■ Work instruction:
Where the word "distance" occurs in a line of the listing, please copy the line.

■ Entries provided:
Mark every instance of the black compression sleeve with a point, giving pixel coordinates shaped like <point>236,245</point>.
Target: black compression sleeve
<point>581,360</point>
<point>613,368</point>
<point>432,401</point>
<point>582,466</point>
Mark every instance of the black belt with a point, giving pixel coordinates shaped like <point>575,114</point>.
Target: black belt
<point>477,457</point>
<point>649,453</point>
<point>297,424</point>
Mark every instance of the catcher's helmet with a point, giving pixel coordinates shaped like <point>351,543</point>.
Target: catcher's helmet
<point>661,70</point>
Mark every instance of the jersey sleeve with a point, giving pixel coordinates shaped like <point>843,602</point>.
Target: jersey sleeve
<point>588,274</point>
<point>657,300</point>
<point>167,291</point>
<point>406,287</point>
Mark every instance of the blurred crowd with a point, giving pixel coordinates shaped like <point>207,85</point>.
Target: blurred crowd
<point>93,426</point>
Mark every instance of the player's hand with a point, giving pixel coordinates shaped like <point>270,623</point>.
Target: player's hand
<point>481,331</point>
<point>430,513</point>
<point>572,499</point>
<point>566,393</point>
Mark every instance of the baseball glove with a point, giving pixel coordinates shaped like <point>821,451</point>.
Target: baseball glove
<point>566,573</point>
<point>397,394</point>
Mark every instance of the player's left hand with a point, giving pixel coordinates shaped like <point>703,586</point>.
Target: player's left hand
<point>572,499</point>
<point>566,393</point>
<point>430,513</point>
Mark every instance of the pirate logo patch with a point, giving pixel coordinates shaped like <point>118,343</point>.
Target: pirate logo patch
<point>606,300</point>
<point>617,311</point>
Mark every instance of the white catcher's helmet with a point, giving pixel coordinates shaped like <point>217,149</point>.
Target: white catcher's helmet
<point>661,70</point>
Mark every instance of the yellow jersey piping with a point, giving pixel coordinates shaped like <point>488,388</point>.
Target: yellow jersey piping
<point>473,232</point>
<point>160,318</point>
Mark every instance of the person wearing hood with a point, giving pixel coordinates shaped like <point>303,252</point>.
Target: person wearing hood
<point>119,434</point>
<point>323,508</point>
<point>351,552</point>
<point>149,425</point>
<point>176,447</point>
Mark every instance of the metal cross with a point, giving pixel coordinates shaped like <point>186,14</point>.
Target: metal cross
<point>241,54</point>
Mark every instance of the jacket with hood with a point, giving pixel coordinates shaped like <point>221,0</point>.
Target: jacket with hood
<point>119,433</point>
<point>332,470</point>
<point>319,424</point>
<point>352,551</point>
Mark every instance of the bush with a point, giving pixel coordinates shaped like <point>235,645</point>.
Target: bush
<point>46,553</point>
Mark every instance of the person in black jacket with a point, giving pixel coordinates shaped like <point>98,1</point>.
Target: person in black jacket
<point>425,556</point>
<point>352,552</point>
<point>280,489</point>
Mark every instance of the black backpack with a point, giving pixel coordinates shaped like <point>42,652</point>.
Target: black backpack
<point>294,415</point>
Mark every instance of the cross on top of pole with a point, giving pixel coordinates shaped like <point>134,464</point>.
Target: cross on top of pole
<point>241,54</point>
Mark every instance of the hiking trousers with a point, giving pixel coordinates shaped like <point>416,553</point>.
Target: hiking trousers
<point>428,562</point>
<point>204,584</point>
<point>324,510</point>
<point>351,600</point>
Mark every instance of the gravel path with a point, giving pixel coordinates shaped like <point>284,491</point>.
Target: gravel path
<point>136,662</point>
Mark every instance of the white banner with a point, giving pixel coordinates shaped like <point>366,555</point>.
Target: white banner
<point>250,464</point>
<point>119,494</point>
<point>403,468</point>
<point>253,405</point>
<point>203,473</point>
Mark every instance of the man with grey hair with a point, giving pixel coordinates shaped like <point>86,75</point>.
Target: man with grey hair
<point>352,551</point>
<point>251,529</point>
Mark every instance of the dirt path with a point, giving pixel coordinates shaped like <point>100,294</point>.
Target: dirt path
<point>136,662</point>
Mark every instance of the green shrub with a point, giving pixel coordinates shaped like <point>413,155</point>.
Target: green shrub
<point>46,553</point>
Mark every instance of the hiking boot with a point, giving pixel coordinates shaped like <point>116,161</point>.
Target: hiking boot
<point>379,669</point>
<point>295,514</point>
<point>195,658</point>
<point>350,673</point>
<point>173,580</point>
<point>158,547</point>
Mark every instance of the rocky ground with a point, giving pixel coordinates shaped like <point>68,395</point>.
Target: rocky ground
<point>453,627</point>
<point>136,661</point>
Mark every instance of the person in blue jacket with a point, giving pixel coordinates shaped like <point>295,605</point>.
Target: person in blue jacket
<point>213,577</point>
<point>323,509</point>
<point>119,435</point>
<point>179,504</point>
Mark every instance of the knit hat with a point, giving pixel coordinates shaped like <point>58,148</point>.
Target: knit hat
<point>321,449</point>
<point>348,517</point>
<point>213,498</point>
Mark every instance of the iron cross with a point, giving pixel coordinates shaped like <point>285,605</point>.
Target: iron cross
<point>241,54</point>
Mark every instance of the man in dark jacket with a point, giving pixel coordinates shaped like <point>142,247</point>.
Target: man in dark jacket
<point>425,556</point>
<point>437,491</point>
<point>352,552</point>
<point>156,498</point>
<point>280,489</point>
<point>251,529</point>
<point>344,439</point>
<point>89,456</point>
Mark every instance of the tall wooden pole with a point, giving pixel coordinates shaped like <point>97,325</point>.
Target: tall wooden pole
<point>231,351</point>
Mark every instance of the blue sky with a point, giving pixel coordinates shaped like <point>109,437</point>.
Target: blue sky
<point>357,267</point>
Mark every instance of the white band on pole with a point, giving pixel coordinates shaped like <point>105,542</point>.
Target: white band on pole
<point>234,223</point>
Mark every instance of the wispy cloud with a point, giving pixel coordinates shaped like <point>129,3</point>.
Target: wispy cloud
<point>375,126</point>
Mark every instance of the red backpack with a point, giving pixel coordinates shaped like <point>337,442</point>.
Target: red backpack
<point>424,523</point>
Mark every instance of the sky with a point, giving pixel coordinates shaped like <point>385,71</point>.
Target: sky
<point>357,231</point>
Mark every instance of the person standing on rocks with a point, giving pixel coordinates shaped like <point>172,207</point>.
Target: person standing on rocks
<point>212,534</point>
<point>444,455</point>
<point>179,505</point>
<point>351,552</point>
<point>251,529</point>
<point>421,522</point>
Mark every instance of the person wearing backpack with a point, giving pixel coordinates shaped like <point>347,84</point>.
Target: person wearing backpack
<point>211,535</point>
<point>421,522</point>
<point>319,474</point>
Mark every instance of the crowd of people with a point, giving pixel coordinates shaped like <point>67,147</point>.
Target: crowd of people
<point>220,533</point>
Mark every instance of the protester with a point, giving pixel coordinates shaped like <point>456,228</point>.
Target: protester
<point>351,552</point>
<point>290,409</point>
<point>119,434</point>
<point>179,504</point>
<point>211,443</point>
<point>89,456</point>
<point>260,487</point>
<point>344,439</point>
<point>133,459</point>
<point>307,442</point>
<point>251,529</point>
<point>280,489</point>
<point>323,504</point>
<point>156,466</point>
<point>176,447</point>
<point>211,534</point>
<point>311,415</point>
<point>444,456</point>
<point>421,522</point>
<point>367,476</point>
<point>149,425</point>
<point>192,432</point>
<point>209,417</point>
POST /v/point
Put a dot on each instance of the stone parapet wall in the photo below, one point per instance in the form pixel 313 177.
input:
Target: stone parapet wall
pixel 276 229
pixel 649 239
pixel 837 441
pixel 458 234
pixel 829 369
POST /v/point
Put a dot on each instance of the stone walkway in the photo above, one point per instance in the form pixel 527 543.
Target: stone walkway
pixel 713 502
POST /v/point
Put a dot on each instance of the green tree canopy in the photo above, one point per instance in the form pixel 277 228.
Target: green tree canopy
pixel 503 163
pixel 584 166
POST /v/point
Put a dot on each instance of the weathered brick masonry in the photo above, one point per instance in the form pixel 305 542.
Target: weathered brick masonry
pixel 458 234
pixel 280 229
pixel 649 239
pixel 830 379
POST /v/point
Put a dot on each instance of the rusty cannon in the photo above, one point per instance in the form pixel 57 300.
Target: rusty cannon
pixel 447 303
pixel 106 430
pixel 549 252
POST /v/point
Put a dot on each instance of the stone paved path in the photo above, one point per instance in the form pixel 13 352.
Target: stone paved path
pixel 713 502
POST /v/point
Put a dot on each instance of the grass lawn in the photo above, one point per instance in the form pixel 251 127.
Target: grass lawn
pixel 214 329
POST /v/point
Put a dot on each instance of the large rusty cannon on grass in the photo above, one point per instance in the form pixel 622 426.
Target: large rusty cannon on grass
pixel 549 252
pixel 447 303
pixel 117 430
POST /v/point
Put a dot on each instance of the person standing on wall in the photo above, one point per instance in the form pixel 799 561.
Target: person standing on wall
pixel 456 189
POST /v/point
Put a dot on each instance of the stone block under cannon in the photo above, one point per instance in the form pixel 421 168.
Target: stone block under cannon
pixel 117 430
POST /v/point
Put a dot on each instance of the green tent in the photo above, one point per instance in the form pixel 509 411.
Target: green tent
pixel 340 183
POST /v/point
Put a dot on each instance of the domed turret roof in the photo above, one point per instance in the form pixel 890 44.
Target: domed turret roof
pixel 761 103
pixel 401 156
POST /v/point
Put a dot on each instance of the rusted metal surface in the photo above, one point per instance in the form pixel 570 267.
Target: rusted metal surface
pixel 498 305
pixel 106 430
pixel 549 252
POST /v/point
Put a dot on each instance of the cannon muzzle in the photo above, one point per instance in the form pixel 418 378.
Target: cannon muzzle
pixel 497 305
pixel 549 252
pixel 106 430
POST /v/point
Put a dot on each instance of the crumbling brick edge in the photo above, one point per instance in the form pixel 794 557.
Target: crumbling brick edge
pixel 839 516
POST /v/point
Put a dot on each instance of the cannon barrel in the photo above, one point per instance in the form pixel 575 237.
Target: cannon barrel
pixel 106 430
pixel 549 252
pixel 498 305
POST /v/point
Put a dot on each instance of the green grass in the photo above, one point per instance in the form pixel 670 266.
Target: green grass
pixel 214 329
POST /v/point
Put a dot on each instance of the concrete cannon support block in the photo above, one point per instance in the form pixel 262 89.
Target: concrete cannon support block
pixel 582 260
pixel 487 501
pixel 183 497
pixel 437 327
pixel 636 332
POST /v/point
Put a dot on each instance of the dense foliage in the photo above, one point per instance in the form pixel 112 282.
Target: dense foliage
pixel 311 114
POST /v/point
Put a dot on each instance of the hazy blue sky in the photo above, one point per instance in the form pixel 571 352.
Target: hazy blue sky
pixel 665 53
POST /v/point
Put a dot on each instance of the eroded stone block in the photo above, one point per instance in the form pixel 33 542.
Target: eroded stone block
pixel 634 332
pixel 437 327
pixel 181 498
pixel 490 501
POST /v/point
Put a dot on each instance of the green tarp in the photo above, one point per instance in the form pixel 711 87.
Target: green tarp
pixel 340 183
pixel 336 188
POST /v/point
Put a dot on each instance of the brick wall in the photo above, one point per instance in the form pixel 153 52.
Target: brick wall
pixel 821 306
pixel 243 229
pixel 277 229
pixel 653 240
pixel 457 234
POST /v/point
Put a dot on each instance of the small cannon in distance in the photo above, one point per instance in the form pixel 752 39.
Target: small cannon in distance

■ Task solution:
Put a dot on each instance of the small cannon in distance in the photo above, one point per instance in the form pixel 752 39.
Target: small cannon in distance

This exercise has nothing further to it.